Mr. Van Rompuy confirmed that one of those countries – Italy – came under extreme pressure Sunday to clean up its financial act for fear that the euro zone’s third-largest economy would be too big to bail out if it, like Greece, were unable to roll over its debt.

He said that meetings were held with Italian Prime Minister Silvio Berlusconi, who has been accused of paying scant attention to the debt crisis until recently, when his government pushed through an austerity program that aims to eliminate the budget deficit by 2014. “Clearly we are calling for a major effort to be made by the Italian authorities and I believe that they are willing to do that,” Mr. Van Rompuy said.

Wednesday’s summit has no fewer than four ambitious goals. The first is to give the EFSF more firepower and flexibility. The second is to convince banks that own distressed Greek sovereign bonds to take a 50 per cent reduction, or “haircut,” on those holdings, up from the initial goal of a 21 per cent reduction, so that Greece’s crushing debt load can come down significantly.

The third is boosting the capital of the European banks that will suffer damage when they write down their sovereign debt holdings (this effort, including the total amount required – about €100-billion or $140-billion – has been largely agreed). Finally, the euro zone countries are to outline a tentative plan for fiscal integration, a process that could take many years.

-- Excerpted data --
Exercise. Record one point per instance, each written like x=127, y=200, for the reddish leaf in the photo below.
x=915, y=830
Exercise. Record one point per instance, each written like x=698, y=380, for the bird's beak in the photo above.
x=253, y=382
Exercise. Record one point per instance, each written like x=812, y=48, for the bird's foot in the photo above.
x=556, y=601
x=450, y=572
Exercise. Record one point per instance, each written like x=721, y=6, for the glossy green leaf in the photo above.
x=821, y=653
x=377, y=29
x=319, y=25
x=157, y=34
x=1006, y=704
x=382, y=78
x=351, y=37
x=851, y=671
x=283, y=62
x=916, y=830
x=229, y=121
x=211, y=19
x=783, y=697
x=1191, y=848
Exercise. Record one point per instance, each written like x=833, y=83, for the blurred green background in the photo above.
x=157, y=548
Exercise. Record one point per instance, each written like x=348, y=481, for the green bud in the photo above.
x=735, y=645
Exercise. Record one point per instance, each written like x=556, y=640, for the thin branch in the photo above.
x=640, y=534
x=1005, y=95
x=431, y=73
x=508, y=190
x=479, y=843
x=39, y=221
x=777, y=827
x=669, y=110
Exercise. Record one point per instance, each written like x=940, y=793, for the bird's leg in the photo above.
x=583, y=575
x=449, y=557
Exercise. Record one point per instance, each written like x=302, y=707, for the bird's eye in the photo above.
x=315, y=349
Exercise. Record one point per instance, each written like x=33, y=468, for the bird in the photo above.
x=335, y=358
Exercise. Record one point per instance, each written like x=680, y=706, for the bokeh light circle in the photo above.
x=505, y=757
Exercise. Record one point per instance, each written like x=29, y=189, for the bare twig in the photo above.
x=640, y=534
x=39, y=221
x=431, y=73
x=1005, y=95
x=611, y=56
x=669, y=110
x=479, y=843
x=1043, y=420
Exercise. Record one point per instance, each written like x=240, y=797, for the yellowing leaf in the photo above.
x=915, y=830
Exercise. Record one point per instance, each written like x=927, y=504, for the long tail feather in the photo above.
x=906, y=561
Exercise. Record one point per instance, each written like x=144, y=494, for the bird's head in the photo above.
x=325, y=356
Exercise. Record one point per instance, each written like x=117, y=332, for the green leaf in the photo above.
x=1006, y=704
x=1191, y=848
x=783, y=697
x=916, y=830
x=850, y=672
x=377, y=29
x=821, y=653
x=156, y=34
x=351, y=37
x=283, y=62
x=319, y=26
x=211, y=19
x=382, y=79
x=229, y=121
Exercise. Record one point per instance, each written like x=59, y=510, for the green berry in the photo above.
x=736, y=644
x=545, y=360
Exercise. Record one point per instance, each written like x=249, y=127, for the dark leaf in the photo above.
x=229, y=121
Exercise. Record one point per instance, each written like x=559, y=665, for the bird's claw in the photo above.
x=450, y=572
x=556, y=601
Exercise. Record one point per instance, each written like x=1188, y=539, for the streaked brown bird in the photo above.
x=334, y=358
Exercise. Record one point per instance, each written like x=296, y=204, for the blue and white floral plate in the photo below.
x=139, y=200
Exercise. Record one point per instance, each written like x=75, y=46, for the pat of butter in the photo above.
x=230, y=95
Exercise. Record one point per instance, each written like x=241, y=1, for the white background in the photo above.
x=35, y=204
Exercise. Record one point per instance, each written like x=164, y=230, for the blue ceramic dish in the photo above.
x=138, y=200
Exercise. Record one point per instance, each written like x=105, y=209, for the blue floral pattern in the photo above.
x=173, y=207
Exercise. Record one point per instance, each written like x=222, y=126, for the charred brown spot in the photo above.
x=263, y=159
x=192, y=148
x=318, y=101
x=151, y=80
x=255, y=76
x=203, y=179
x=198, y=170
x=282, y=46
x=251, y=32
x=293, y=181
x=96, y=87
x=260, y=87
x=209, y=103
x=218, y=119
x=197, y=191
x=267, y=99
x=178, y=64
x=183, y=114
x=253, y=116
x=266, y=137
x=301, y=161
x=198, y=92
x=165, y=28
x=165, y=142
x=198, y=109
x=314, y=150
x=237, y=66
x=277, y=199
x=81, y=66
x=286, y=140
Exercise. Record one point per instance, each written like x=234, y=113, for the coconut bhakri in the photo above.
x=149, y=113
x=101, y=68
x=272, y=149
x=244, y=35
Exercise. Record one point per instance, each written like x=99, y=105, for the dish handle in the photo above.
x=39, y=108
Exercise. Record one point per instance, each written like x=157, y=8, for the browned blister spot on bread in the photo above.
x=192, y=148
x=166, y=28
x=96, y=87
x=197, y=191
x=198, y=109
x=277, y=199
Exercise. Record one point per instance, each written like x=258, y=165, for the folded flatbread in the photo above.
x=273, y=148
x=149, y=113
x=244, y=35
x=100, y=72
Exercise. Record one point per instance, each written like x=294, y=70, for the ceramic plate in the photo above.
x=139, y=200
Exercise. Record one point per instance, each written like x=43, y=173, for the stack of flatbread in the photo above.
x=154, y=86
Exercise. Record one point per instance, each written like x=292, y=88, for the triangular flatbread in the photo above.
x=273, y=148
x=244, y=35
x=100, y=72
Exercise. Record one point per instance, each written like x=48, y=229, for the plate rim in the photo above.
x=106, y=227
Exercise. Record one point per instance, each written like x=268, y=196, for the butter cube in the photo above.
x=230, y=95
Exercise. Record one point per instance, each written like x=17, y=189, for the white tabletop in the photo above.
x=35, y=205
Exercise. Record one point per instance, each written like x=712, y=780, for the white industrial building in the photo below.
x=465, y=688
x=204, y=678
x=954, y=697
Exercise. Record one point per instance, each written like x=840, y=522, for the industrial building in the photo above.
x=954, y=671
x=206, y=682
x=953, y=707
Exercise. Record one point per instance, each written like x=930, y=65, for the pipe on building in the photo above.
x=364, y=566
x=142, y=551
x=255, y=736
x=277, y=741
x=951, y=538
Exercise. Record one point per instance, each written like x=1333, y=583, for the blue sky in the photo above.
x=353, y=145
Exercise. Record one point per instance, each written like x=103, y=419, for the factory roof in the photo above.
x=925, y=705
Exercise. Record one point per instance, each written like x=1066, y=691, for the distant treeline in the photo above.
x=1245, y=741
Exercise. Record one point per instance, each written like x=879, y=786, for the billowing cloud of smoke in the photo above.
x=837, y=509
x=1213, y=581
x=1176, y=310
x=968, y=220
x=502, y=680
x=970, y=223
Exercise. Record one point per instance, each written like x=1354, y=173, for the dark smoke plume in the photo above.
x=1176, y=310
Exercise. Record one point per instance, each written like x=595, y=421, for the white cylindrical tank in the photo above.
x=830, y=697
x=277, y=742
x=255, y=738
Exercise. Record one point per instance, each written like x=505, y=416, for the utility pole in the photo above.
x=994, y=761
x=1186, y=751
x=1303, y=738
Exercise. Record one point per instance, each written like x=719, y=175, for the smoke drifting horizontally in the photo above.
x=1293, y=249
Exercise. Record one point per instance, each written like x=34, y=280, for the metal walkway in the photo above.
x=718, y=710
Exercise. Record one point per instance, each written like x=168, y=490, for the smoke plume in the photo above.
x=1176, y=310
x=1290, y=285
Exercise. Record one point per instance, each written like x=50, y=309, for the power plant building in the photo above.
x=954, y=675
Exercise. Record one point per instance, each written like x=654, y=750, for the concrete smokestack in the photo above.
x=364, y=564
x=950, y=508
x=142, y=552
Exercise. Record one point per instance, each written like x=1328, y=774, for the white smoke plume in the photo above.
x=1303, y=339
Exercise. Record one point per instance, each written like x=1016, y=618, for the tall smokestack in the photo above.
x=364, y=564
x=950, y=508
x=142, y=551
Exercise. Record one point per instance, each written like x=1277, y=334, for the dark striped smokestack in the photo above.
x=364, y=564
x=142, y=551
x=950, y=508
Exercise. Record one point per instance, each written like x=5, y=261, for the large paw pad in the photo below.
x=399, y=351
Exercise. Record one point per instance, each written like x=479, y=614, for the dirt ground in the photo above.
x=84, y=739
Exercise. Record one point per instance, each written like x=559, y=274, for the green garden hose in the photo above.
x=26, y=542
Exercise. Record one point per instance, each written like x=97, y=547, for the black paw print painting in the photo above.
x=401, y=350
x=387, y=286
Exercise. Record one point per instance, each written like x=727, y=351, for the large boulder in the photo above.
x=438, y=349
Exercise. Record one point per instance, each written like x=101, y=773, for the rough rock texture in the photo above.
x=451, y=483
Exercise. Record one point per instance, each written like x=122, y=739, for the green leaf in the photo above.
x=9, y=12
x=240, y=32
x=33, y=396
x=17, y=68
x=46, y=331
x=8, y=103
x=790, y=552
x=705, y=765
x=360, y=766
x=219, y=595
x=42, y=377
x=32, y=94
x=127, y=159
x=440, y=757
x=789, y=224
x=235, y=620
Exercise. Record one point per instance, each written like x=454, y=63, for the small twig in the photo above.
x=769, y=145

-- What the task requires --
Could you carry on with the passage about the euro zone debt summit, picking up after its last sentence?

-- Expected answer --
Determining the size and the role of the EFSF has emerged as the potential deal buster. France favours using the European Central Bank to backstop the EFSF. Germany opposes the French proposal because it fears the ECB is being pulled too far away from its primary role as an inflation fighter. Instead, Germany has proposed that the EFSF be used to insure the potential losses of new bonds sold by debt-choked countries such as Italy and Spain.

Economists suspect that Germany, the euro zone’s biggest and wealthiest economy, will get its way even though the insurance model has obvious flaws. Gilles Moec, economist in London with Deutsche Bank, said using the EFSF as an insurer would create two-tier market – the insured debt and the “negatively impacted” uninsured debt.

At the end of the Sunday meetings, Jose Manuel Barroso, president of the European Commission, reiterated Mr. Van Rompuy’s earlier message that the crucial next meeting will not be a disappointment. “I’m sure that progress can be made by Wednesday.”